Exercise passage:

━━━━━━━━━━━━━━━━━━━━━━━━━━━━━━

Another winter break, another analog mission for AAE alum
The primary purpose is significant and straight forward.
Cesare Guariniello has aspirations of becoming an astronaut, so he seeks out any experience that offers relevant training.
The Mars Desert Research Station does exactly that, selecting teams for an analog mission in a remote, confined habitat near the Henry Mountains in southeast Utah.
So, for the third consecutive year, Guariniello will be part of a Purdue team that will visit MDRS. The six-member crew will spend 16 days, spanning over Christmas and New Year’s, in the station that includes a small two-story habitat, an astronomical observatory, a scientific laboratory and a greenhouse. MDRS, operated by The Mars Society, is one of only a few Mars simulation environments in the world.
Guariniello, a research scientist in the School of Aeronautics and Astronautics and an AAE alumnus, will be commander again this year after first serving in that capacity last year with the “MartianMakers” Purdue team. With the “Boilers2Mars” group in 2017-18, he was crew geologist.
Though Guariniello wasn’t initially expecting to be commander this year, he didn’t hesitate when presented the surprising opportunity: How could he turn down another chance to improve his resume?
“Analog missions are a good way to prepare — or at least check to see if one is capable of doing something or where to work a little bit,” he said. “Like, ‘Hey, I could have been a little more patient on that.’
“I love it. Every year brings new challenges. I’ve seen a difference between the first and second year. I love to be there and be the veteran to show them how it is.”
Guariniello is the only returning participant on this year’s crew, MDRS-218, "The Next Giant Leap." He’ll be joined by a pair of current AAE students, Benjamin Durkee (crew journalist) and Pat Pesa (crew geologist), as well as Purdue alumni Jonathan Buzan (PhD EAPS ’18, crew scientist) and Shefali Rana (MSIE ’18, health and safety officer) and current doctoral student in mechanical engineering, Luz Maria Agudelo (MSCE ’18, crew engineer).
The crew will conduct research centered on “technology in support of human exploration and human factors.” Of his own volition, Guariniello is allowing his medical data to be recorded for further evaluation, in cooperation with Barrett Caldwell, a professor in industrial engineering and courtesy in AAE. He’ll share details on heart rate, blood pressure and, depending on if there’s a scale in the habitat, body weight. He’ll also provide information on hydration, fatigue and stress level. That’s all in an effort to better understand the impact of comfort and isolation on performance and decision-making processes during EVAs, among other things.

━━━━━━━━━━━━━━━━━━━━━━━━━━━━━━

Dataset items:
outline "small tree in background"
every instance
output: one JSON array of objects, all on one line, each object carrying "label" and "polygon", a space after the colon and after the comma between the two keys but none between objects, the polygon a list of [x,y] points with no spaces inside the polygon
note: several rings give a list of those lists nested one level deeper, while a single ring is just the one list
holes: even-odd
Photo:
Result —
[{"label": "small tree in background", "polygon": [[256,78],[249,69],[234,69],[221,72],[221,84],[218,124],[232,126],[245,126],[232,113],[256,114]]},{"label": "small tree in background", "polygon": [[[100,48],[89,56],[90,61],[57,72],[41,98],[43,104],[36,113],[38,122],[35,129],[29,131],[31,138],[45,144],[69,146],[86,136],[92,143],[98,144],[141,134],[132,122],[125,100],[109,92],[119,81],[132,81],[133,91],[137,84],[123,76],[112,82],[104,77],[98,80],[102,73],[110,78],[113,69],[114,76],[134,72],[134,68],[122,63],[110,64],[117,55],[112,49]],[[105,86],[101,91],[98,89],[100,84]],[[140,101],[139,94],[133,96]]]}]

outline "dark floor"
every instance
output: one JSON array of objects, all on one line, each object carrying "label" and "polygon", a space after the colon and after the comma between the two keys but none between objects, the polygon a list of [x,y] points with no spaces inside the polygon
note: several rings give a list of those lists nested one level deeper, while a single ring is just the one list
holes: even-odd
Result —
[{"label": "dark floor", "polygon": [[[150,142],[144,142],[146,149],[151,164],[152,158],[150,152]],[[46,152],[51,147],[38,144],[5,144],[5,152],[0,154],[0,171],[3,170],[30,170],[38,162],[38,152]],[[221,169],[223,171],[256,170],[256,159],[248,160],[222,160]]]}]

━━━━━━━━━━━━━━━━━━━━━━━━━━━━━━

Task set:
1. In the article on the Mars analog mission, how many days will the six-member crew spend at the station?
2. Repeat the article on the Mars analog mission from "The Mars Desert" up to and including "in the world.".
3. Carry on the article on the Mars analog mission from the point where it stops.
The dataset items have no connection to the article on the Mars analog mission.

Results of the exercise:
1. 16 days

2.
The Mars Desert Research Station does exactly that, selecting teams for an analog mission in a remote, confined habitat near the Henry Mountains in southeast Utah.
So, for the third consecutive year, Guariniello will be part of a Purdue team that will visit MDRS. The six-member crew will spend 16 days, spanning over Christmas and New Year’s, in the station that includes a small two-story habitat, an astronomical observatory, a scientific laboratory and a greenhouse. MDRS, operated by The Mars Society, is one of only a few Mars simulation environments in the world.

3.
Guariniello personally is interested in such research and hopes to be able to get a full-screening suit for the next analog mission.
“It’s one of the biggest tasks of astronauts, being subject to medical research,” he said. “They do a lot of research, especially for biology, and then they are subject to research. Most of the times, if you see the daily schedule for the International Space Station, there’s at least one crew member who has to (have a) medical sample for this experiment or make this reading or fill out this questionnaire. Then they have a lot after the mission because they get so many more exams after the mission to see what happened to the body.”
For Guariniello, collecting that kind of data only enhances the realism of the MDRS experience. His work with Caldwell also builds on recently completed NASA analog research known as BASALT, looking at geology science return and human factor issues for Mars analog EVAs in Idaho and Hawaii.
So EVAs are a major analog research emphasis. The MDRS crew will perform EVAs as long as six miles and five hours per day, leaving the habitat to perform research. The weather can be an issue — it dropped below freezing and snowed last year — and rough conditions could mean Guariniello makes tough calls as commander. Precipitation can mean mud, and mud can be difficult to navigate.
But, at least, Guariniello has experimental knowledge of the role now and of the experience as a whole.
“There were many good things, and there were also hard challenges, difficult aspects,” Guariniello said of the first two years, “including spending the holidays away from everybody except for five people. That’s a toll, too. Isolation, I don’t dislike it, but it’s not easy because I’m a very social person.
“I think the pros very much outweigh the cons. I think it’s a very good experience for me, it’s a very good experience for people who are there, it’s very good for Purdue.”